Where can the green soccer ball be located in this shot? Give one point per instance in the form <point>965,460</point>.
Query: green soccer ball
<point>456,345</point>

---

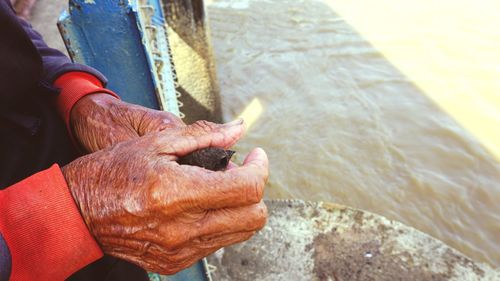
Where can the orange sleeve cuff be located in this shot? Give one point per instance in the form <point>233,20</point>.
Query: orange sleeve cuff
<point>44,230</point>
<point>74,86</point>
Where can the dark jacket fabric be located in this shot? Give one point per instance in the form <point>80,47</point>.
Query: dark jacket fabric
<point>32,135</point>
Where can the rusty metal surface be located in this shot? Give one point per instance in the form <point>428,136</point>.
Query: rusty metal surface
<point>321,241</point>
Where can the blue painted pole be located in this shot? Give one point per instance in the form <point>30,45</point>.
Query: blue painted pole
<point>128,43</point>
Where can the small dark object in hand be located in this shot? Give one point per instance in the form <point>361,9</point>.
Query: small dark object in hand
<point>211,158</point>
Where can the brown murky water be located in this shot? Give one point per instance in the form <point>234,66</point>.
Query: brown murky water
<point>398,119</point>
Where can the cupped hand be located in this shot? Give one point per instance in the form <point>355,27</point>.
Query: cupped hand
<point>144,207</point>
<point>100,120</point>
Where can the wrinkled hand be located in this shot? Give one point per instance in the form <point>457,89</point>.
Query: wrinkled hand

**Exercise instructions**
Give back precisely the lines above that start at the line containing "Where can the brown" and end at the line containing "Query: wrinkled hand", inclusive. No other lines belong in the output.

**Expected output**
Where can the brown murky water be located in this shot? Give one point per instance in the form <point>234,66</point>.
Query: brown murky water
<point>398,119</point>
Where can the cupped hand be located in this shot? Give one point per instance in the form <point>355,27</point>.
Query: cupped hand
<point>144,207</point>
<point>100,120</point>
Where can the wrinkled hand be located in this shot? Give one point per instance in the form <point>457,89</point>.
Query: wrinkled hand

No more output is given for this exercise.